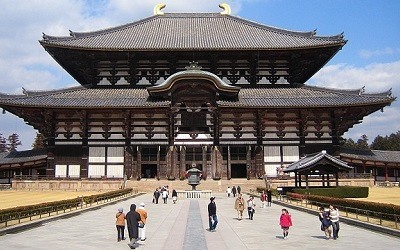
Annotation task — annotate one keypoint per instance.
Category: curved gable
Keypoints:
(193, 82)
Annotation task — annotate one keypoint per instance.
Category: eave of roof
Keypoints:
(312, 160)
(22, 157)
(371, 155)
(188, 31)
(305, 96)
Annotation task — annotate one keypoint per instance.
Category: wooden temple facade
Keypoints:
(175, 89)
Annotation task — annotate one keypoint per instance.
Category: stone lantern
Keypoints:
(194, 176)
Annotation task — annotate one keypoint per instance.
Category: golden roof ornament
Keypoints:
(158, 8)
(226, 8)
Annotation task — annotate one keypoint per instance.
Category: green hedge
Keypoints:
(337, 192)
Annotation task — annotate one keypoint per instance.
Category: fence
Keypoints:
(382, 219)
(13, 218)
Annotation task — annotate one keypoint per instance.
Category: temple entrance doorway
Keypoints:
(149, 170)
(238, 171)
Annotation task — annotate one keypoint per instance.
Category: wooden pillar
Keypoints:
(172, 168)
(337, 179)
(301, 134)
(306, 180)
(248, 163)
(386, 173)
(204, 159)
(216, 163)
(139, 163)
(229, 163)
(327, 180)
(182, 163)
(299, 179)
(158, 162)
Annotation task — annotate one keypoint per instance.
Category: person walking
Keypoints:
(132, 219)
(120, 224)
(326, 223)
(239, 206)
(164, 195)
(251, 205)
(229, 191)
(334, 216)
(269, 197)
(263, 198)
(143, 218)
(174, 195)
(156, 196)
(285, 221)
(234, 191)
(212, 215)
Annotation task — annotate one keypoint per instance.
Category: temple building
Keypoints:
(162, 94)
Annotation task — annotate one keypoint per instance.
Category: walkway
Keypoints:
(183, 226)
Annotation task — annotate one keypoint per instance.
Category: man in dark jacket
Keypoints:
(212, 215)
(132, 219)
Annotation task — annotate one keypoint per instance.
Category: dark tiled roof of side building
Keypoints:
(188, 31)
(305, 96)
(371, 155)
(22, 156)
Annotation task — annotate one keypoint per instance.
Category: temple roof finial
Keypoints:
(158, 8)
(193, 66)
(226, 8)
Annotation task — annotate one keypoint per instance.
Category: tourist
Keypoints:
(263, 198)
(229, 191)
(174, 196)
(120, 224)
(326, 222)
(269, 197)
(334, 216)
(212, 215)
(132, 219)
(239, 206)
(234, 191)
(285, 221)
(164, 195)
(142, 223)
(156, 196)
(251, 207)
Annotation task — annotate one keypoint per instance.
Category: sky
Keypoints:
(370, 59)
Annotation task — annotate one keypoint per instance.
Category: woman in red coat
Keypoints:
(285, 222)
(132, 220)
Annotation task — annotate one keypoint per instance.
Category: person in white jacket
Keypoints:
(334, 216)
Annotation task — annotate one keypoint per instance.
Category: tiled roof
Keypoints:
(312, 160)
(305, 96)
(371, 155)
(188, 31)
(16, 157)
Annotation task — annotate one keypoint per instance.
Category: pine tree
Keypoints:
(3, 144)
(13, 142)
(39, 141)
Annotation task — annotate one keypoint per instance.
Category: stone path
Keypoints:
(183, 226)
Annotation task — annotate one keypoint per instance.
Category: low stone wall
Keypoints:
(67, 185)
(149, 185)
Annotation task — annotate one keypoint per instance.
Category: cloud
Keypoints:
(366, 54)
(377, 77)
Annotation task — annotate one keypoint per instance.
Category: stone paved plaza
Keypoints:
(183, 226)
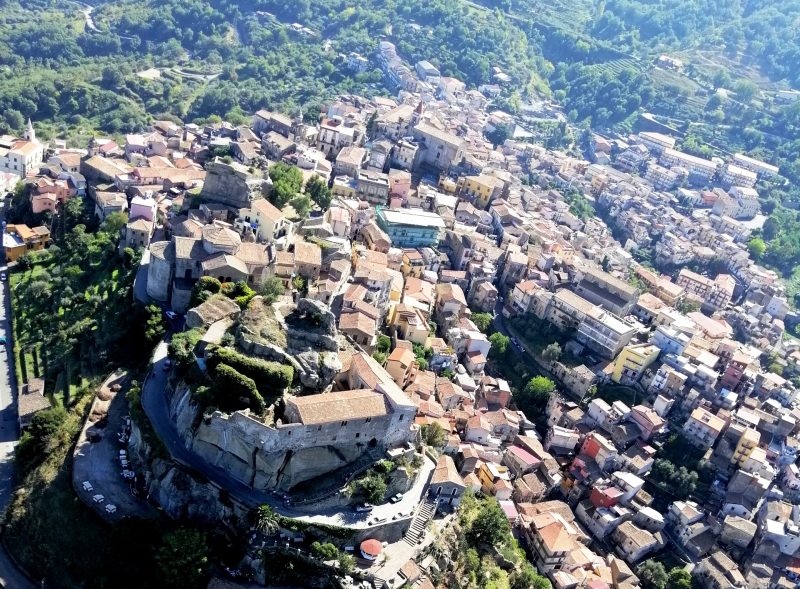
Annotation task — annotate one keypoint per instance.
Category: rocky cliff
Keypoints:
(304, 336)
(233, 185)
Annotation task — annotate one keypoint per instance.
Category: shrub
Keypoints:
(325, 551)
(182, 345)
(206, 286)
(372, 487)
(268, 376)
(232, 387)
(384, 466)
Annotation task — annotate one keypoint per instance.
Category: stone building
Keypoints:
(176, 265)
(317, 434)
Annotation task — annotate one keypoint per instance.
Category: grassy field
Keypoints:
(57, 538)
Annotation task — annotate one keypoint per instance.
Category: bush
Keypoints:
(205, 287)
(325, 551)
(181, 347)
(372, 487)
(268, 376)
(384, 466)
(239, 292)
(37, 441)
(384, 343)
(232, 387)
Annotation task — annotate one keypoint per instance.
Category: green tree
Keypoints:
(182, 559)
(317, 189)
(526, 577)
(499, 344)
(302, 205)
(114, 223)
(482, 321)
(204, 289)
(265, 520)
(721, 79)
(552, 352)
(40, 437)
(757, 247)
(433, 435)
(346, 563)
(652, 575)
(286, 183)
(372, 487)
(537, 392)
(490, 527)
(181, 347)
(499, 134)
(679, 578)
(154, 327)
(272, 289)
(745, 90)
(325, 551)
(384, 343)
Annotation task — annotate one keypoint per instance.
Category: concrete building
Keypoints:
(20, 239)
(439, 149)
(410, 228)
(631, 363)
(446, 485)
(703, 428)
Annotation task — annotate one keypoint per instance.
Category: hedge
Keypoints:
(268, 376)
(230, 386)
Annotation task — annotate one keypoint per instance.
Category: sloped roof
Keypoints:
(339, 406)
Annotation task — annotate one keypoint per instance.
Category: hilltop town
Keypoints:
(378, 315)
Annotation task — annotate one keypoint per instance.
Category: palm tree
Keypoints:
(265, 520)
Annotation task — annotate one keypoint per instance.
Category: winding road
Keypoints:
(9, 428)
(155, 403)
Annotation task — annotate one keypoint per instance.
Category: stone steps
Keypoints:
(417, 529)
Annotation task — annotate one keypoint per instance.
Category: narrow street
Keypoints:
(9, 426)
(154, 401)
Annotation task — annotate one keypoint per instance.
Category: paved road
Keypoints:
(9, 430)
(154, 401)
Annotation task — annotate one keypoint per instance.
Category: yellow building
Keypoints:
(744, 449)
(18, 240)
(481, 189)
(411, 323)
(632, 361)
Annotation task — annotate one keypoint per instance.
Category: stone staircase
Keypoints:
(416, 530)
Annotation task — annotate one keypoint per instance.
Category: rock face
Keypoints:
(233, 185)
(306, 337)
(263, 457)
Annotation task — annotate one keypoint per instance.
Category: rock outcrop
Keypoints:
(306, 337)
(233, 185)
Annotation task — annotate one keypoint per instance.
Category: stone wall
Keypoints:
(233, 185)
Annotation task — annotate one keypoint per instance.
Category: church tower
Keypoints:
(30, 132)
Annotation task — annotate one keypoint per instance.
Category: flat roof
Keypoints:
(415, 217)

● Exercise requirements
Give the complete material again, exactly as written. Do not include the pictures.

● Answer for this exercise
Annotation task — annotate one keypoint per instance.
Category: curved gable
Keypoints:
(193, 82)
Annotation task — annotate one keypoint per instance.
Category: eave of roof
Keypoints:
(312, 160)
(22, 157)
(371, 155)
(188, 31)
(305, 96)
Annotation task — annotate one keypoint per instance.
Category: wooden temple facade
Keypoints:
(175, 89)
Annotation task — annotate one keypoint per instance.
Category: stone lantern
Keypoints:
(194, 176)
Annotation task — annotate one keypoint per instance.
Category: golden roof ornament
Keypoints:
(158, 8)
(226, 8)
Annotation task — annotate one keypoint per instance.
Category: green hedge
Keypoints:
(337, 192)
Annotation task — annotate one keypoint per instance.
Category: fence
Keypoints:
(382, 219)
(13, 218)
Annotation task — annotate one keypoint per instance.
Category: temple entrance doorway
Keypoints:
(149, 170)
(238, 171)
Annotation task — annotate one keypoint per instance.
Category: wooden pillar
Keypoints:
(172, 168)
(337, 179)
(301, 134)
(306, 180)
(248, 163)
(386, 173)
(204, 159)
(216, 163)
(139, 163)
(229, 163)
(327, 180)
(182, 163)
(299, 179)
(158, 162)
Annotation task — annotate one keypoint per instance.
Category: person walking
Keypoints:
(132, 219)
(120, 224)
(326, 223)
(239, 206)
(164, 195)
(251, 205)
(229, 191)
(334, 216)
(269, 197)
(263, 198)
(143, 218)
(174, 195)
(156, 196)
(285, 221)
(234, 191)
(212, 215)
Annotation task — annotate one keypoint per instance.
Category: temple building
Keypoints:
(162, 94)
Annotation task — annotate one keypoint per instance.
Category: walkway
Keypoints:
(183, 226)
Annotation task — annotate one keypoint per instance.
Category: man in dark jacket
Keypoints:
(212, 215)
(132, 219)
Annotation task — annotate one keypoint per instance.
Category: dark tiled roof of side building
Keypoints:
(188, 31)
(305, 96)
(371, 155)
(22, 156)
Annotation task — annotate one keypoint per instance.
Category: temple roof finial
Keypoints:
(158, 8)
(193, 66)
(226, 8)
Annotation task — annotate one keypoint per instance.
Category: tourist
Keypoints:
(263, 198)
(229, 191)
(174, 196)
(120, 224)
(326, 222)
(269, 197)
(334, 216)
(212, 215)
(132, 219)
(239, 206)
(234, 191)
(285, 221)
(164, 195)
(142, 223)
(156, 196)
(251, 207)
Annotation task — annotate one keypoint per instance.
Category: sky
Keypoints:
(370, 59)
Annotation task — annotate one keypoint per instance.
Category: woman in red coat
Keypoints:
(285, 222)
(132, 220)
Annotation task — annotate one keypoint per instance.
Category: person in white jacket
Keypoints:
(334, 216)
Annotation task — annotate one keypoint per instance.
Category: tiled roof
Keypoints:
(312, 160)
(305, 96)
(371, 155)
(188, 31)
(16, 157)
Annotation task — annotate one keypoint per instance.
Category: pine tree
Keypoints:
(3, 144)
(13, 142)
(39, 141)
Annotation task — annotate one keypoint per instance.
Category: stone path
Keypoints:
(183, 226)
Annotation task — annotate one keypoint per instance.
Category: low stone wall
Keypoints:
(67, 185)
(149, 185)
Annotation task — annotate one keypoint per instance.
Category: cloud
Keypoints:
(366, 54)
(377, 77)
Annotation task — annotate one keypoint per instance.
Category: stone paved plaza
Keypoints:
(183, 226)
Annotation task — annotate one keypoint per instance.
Category: rocky cliff
Keypoints:
(304, 336)
(233, 185)
Annotation task — annotate one keypoint per instance.
Category: shrub
Keypoints:
(325, 551)
(182, 345)
(206, 286)
(372, 487)
(268, 376)
(232, 387)
(384, 466)
Annotation task — annotate one keypoint per instance.
Category: stone building
Keypoints:
(176, 265)
(317, 434)
Annotation task — annotate one keypoint per instance.
Category: grassy field
Keypoints:
(57, 538)
Annotation task — annotate one keypoint per instance.
Category: bush
Keypoints:
(205, 287)
(325, 551)
(181, 347)
(372, 487)
(268, 376)
(384, 466)
(239, 292)
(37, 441)
(384, 343)
(232, 387)
Annotation task — annotate one keypoint per instance.
Category: green tree
Keypoints:
(182, 559)
(317, 189)
(526, 577)
(499, 344)
(302, 205)
(114, 223)
(482, 321)
(204, 289)
(265, 520)
(721, 79)
(552, 352)
(40, 437)
(757, 247)
(433, 435)
(346, 563)
(652, 575)
(286, 183)
(372, 487)
(537, 392)
(490, 527)
(181, 347)
(499, 134)
(679, 578)
(154, 327)
(272, 289)
(745, 90)
(325, 551)
(384, 343)
Annotation task — annotate one keypoint per instance.
Category: concrete building
Keypoints:
(20, 239)
(439, 149)
(410, 228)
(631, 363)
(446, 485)
(703, 428)
Annotation task — annotate one keypoint per instance.
Category: hedge
Keypoints:
(268, 376)
(230, 386)
Annotation task — annotate one keypoint per instance.
Category: sloped roof
Keypoints:
(339, 406)
Annotation task — annotate one keypoint per instance.
Category: hilltop town
Keypoints:
(378, 315)
Annotation task — annotate one keypoint per instance.
Category: palm tree
Keypoints:
(265, 520)
Annotation task — annotate one keypoint per instance.
Category: winding road
Keypoints:
(9, 428)
(155, 403)
Annotation task — annotate one keypoint per instance.
Category: stone steps
Keypoints:
(417, 529)
Annotation task — annotate one keypoint per instance.
Category: narrow street
Keypoints:
(9, 426)
(154, 401)
Annotation task — annotate one keypoint per instance.
Category: paved road
Keypoints:
(9, 430)
(154, 401)
Annotation task — annotate one keypoint per instance.
Category: yellow building
Keypoints:
(744, 449)
(18, 240)
(481, 189)
(411, 323)
(632, 361)
Annotation task — annotate one keypoint per instance.
Category: stone staircase
Keypoints:
(416, 530)
Annotation task — annotate one keypoint per instance.
Category: rock face
Keypoints:
(233, 185)
(306, 337)
(263, 457)
Annotation task — annotate one keypoint per instance.
Category: rock outcrop
Keypoints:
(306, 337)
(233, 185)
Annotation task — annotate one keypoint per instance.
Category: stone wall
Keypoints:
(233, 185)
Annotation task — annotate one keypoint per instance.
Category: church tower
Keypoints:
(30, 132)
Annotation task — annotate one keypoint per instance.
Category: flat roof
Keypoints:
(415, 217)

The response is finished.